(Problem details)
Every record here must be copied exactly, except for the images it holds.

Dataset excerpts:

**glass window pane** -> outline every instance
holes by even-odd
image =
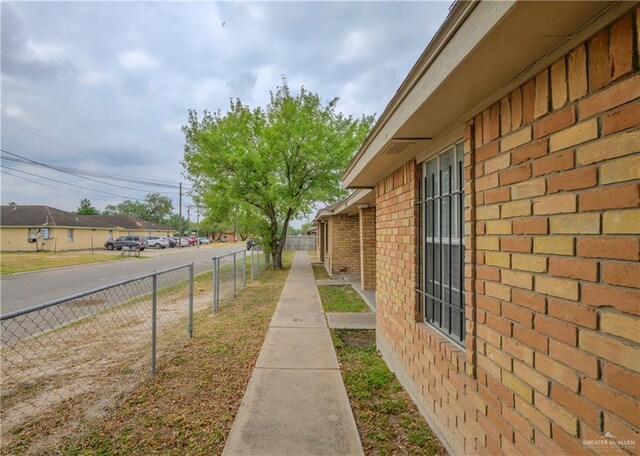
[[[425,165],[425,177],[429,180],[427,196],[439,195],[438,191],[438,159],[430,160]]]
[[[461,226],[463,195],[462,143],[450,147],[423,165],[423,199],[420,230],[423,255],[418,278],[424,292],[425,321],[452,338],[464,337],[463,254]],[[455,193],[452,195],[452,193]]]

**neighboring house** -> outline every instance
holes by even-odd
[[[359,276],[363,290],[375,289],[375,194],[356,190],[316,215],[318,258],[329,275]]]
[[[115,237],[126,235],[168,237],[173,235],[173,229],[170,227],[147,222],[132,215],[89,215],[87,217],[91,217],[91,220],[95,220],[96,222],[102,222],[116,227],[117,233],[114,233]]]
[[[455,3],[344,174],[375,195],[377,346],[451,454],[640,452],[639,24]]]
[[[0,208],[0,250],[102,248],[127,234],[168,236],[172,230],[128,215],[76,215],[50,206]]]

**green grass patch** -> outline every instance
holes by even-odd
[[[313,275],[316,276],[316,280],[330,280],[331,276],[327,273],[327,270],[321,264],[314,264]]]
[[[376,351],[374,330],[331,330],[367,455],[446,455],[417,407]]]
[[[2,253],[0,254],[0,275],[122,260],[123,258],[120,256],[100,253],[93,255],[66,252],[55,254],[51,252]]]
[[[371,312],[351,285],[320,285],[318,291],[325,312]]]

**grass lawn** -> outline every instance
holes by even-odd
[[[351,285],[320,285],[318,291],[325,312],[371,312]]]
[[[313,266],[313,274],[316,276],[316,280],[329,280],[331,276],[327,273],[327,270],[324,266],[320,264],[314,264]]]
[[[291,259],[284,256],[281,271],[263,270],[215,316],[210,309],[196,313],[194,338],[176,343],[158,360],[155,377],[104,412],[89,415],[74,401],[64,403],[13,430],[13,445],[4,442],[2,453],[221,454]],[[210,273],[197,277],[195,291],[196,300],[211,293]]]
[[[367,455],[446,455],[375,347],[373,330],[331,330]]]
[[[121,261],[116,255],[96,253],[51,253],[51,252],[17,252],[0,254],[0,275],[16,272],[39,271],[41,269],[76,266],[80,264],[102,263],[105,261]]]

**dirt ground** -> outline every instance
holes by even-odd
[[[142,302],[40,337],[38,356],[5,350],[2,454],[221,453],[287,272],[264,271],[215,316],[210,278],[197,281],[193,339],[184,292],[159,299],[155,377]]]
[[[203,283],[196,291],[194,311],[210,306],[210,285],[205,288]],[[158,299],[158,368],[172,346],[188,340],[187,296],[185,284]],[[15,440],[25,425],[63,404],[73,404],[75,412],[82,409],[88,416],[102,415],[120,395],[150,376],[150,348],[149,300],[140,298],[3,346],[2,447],[19,447]],[[64,428],[73,426],[68,419]],[[37,453],[38,445],[26,453],[32,451]]]

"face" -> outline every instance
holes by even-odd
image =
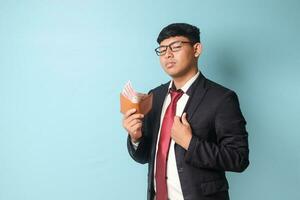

(Exercise solution)
**glass window pane** -> outline every instance
holes by even-odd
image =
[[[425,165],[425,177],[429,180],[427,196],[439,195],[438,191],[438,159],[430,160]]]
[[[461,226],[463,195],[462,143],[450,147],[423,165],[423,199],[420,230],[423,255],[418,278],[424,292],[425,321],[452,338],[464,337],[463,254]],[[455,193],[452,195],[452,193]]]

**neighboring house** -> outline every instance
holes by even-odd
[[[359,276],[363,290],[375,289],[375,194],[356,190],[316,215],[318,258],[329,275]]]
[[[115,237],[126,235],[168,237],[173,235],[173,229],[170,227],[147,222],[132,215],[89,215],[87,217],[91,217],[91,220],[95,220],[96,222],[102,222],[116,227],[117,233],[114,233]]]
[[[455,3],[344,174],[375,195],[377,346],[451,454],[640,452],[639,24]]]
[[[0,208],[0,250],[102,248],[127,234],[168,236],[172,230],[128,215],[76,215],[50,206]]]

**green grass patch** -> outline every instance
holes by even-odd
[[[313,275],[316,276],[316,280],[330,280],[331,276],[327,273],[327,270],[321,264],[314,264]]]
[[[376,351],[374,330],[331,330],[367,455],[446,455],[417,407]]]
[[[2,253],[0,254],[0,275],[122,260],[123,258],[120,256],[100,253],[93,255],[66,252],[55,254],[51,252]]]
[[[371,312],[351,285],[320,285],[318,291],[325,312]]]

**grass lawn** -> outline every instance
holes by even-odd
[[[351,285],[320,285],[318,291],[325,312],[371,312]]]
[[[313,266],[313,274],[316,276],[316,280],[329,280],[331,276],[327,273],[327,270],[324,266],[320,264],[314,264]]]
[[[291,259],[284,256],[281,271],[263,270],[215,316],[210,309],[196,313],[194,338],[176,343],[158,360],[155,377],[104,412],[89,415],[74,401],[64,403],[13,430],[13,445],[4,442],[2,453],[221,454]],[[210,273],[197,277],[195,291],[196,300],[211,293]]]
[[[367,455],[446,455],[375,347],[373,330],[331,330]]]
[[[121,261],[116,255],[96,253],[51,253],[51,252],[17,252],[0,254],[0,275],[16,272],[39,271],[41,269],[76,266],[80,264],[102,263],[105,261]]]

**dirt ground** -> outline every instance
holes by even-odd
[[[142,302],[40,337],[38,356],[5,350],[2,454],[221,453],[287,272],[264,271],[215,316],[210,278],[197,281],[193,339],[184,292],[159,299],[155,377]]]
[[[203,283],[196,291],[194,311],[210,306],[210,285],[205,288]],[[158,299],[158,368],[172,346],[188,340],[187,296],[185,284]],[[15,440],[25,425],[63,404],[73,404],[75,412],[82,409],[88,416],[102,415],[120,395],[150,376],[150,348],[149,300],[140,298],[3,346],[2,447],[19,447]],[[64,428],[73,426],[68,419]],[[37,453],[38,445],[26,453],[32,451]]]

"face" -> outline every instance
holes by even-odd
image =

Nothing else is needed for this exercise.